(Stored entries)
===============
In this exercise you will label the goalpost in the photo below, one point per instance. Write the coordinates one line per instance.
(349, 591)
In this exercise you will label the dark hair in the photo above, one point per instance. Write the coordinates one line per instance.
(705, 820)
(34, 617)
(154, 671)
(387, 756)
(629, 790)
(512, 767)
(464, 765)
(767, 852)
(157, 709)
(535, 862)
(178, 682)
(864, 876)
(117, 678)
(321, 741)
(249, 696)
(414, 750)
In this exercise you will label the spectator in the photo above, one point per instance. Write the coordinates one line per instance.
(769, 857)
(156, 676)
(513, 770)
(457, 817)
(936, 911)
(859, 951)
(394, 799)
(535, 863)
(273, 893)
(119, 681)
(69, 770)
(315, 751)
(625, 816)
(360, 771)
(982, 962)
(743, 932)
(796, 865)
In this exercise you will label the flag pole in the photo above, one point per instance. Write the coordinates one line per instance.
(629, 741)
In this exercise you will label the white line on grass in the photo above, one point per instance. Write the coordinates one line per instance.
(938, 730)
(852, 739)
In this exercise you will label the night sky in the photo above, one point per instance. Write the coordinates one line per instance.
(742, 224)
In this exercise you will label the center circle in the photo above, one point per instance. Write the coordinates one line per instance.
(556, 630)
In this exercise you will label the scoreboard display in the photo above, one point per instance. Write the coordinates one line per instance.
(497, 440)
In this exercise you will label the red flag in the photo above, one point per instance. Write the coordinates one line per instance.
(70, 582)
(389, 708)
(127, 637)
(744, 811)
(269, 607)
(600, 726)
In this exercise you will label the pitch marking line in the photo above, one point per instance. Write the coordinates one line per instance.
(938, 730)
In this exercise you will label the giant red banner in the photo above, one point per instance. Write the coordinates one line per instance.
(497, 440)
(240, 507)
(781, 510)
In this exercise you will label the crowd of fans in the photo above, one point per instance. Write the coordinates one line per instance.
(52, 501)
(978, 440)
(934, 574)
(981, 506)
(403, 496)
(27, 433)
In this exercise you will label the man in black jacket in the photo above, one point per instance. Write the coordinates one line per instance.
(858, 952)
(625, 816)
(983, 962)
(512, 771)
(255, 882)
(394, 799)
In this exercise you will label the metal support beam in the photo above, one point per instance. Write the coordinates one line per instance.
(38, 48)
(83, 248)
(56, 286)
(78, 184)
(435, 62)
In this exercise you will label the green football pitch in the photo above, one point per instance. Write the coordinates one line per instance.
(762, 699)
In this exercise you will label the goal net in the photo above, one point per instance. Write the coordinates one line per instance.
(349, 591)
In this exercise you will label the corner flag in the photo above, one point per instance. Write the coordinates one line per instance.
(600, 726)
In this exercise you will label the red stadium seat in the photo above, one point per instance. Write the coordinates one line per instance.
===============
WRITTEN INSTRUCTION :: Copy out, word for word, the stretch of entries from the line containing "In this exercise you will label the green" through the last line of the entries above.

OUTPUT BELOW ::
In this exercise you will label the green football pitch in the photo above, one point per instance. Write the coordinates one line per instance.
(762, 699)
In this exercise you will label the goal net in the photo above, one point per instance. Write the coordinates one line per instance.
(349, 591)
In this exercise you will label the corner flag in the photo above, one point per instance. Write the coordinates one line per instance.
(600, 726)
In this exercise you will label the red stadium seat in the photo above, one point per instance. Write the coordinates one line per instance.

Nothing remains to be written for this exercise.